::: PASSAGE

The first step is to run a mpileup of all the samples for a particular subject to create a read coverage summary vcf.
microsnp mpileup_multi <path_to_files> <file_extension> <path_to_reference> --<path_to_output>
microsnp mpileup_multi /path/to/snp_project/ .bam /path/to/reference.fasta /path/to/snp_project/mpileups
For the mpileup_multi function to work the files need to be in the following directory structure:
subject_1
|------- subject1_T1.sorted.bam
subject1_T2.sorted.bam
subject1_T3.sorted.bam
subject_2
|---------subject2_T1.sorted.bam
subject2_T2.sorted.bam
......
If you don’t have multiple samples for the same subject you can use:
microsnp mpileup_single <path_to_file> <file_extension> <path_to_reference> --<path_to_output>
Specifying an output path --path_to_output is optional.

::::::
::: GIVEN ENTRIES

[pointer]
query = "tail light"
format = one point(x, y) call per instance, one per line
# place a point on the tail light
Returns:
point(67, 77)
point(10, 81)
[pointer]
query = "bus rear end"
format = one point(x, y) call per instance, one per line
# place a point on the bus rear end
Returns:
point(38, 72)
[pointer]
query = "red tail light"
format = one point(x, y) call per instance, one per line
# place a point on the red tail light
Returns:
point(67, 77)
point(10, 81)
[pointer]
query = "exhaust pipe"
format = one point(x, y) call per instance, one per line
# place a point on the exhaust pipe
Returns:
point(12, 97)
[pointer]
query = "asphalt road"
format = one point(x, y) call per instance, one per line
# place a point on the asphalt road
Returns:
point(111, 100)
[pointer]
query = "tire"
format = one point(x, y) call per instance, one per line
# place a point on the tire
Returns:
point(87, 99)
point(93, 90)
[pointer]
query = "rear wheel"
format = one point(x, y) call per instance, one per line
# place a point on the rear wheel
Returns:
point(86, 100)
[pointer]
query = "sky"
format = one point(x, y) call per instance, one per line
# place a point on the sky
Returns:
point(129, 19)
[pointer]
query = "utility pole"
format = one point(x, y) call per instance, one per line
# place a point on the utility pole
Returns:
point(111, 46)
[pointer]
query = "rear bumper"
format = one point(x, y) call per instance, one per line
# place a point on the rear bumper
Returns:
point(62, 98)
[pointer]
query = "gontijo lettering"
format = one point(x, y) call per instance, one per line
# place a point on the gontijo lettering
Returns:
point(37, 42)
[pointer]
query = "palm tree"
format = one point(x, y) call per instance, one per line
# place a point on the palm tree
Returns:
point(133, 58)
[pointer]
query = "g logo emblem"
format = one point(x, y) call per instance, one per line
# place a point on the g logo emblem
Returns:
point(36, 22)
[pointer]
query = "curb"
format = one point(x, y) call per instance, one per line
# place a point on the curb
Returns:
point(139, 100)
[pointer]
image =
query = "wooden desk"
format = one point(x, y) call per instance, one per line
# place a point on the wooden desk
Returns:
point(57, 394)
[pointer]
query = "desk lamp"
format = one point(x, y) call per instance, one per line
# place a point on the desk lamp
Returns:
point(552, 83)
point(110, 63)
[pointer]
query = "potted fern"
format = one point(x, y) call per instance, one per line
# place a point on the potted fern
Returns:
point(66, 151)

::::::

_REQUIRED WORK_
**A)** Print the part of the microsnp instructions from "microsnp mpileup_multi <path_to_files>" to "--path_to_output is optional.".
**B)** According to the microsnp instructions, which function can be used when there aren't multiple samples for the same subject?
The rows stand apart from the microsnp instructions and are separate material.

_RESULTS FOR EACH TASK_
**A)**
microsnp mpileup_multi <path_to_files> <file_extension> <path_to_reference> --<path_to_output>
microsnp mpileup_multi /path/to/snp_project/ .bam /path/to/reference.fasta /path/to/snp_project/mpileups
For the mpileup_multi function to work the files need to be in the following directory structure:
subject_1
|------- subject1_T1.sorted.bam
subject1_T2.sorted.bam
subject1_T3.sorted.bam
subject_2
|---------subject2_T1.sorted.bam
subject2_T2.sorted.bam
......
If you don’t have multiple samples for the same subject you can use:
microsnp mpileup_single <path_to_file> <file_extension> <path_to_reference> --<path_to_output>
Specifying an output path --path_to_output is optional.

**B)** The mpileup_single function (microsnp mpileup_single).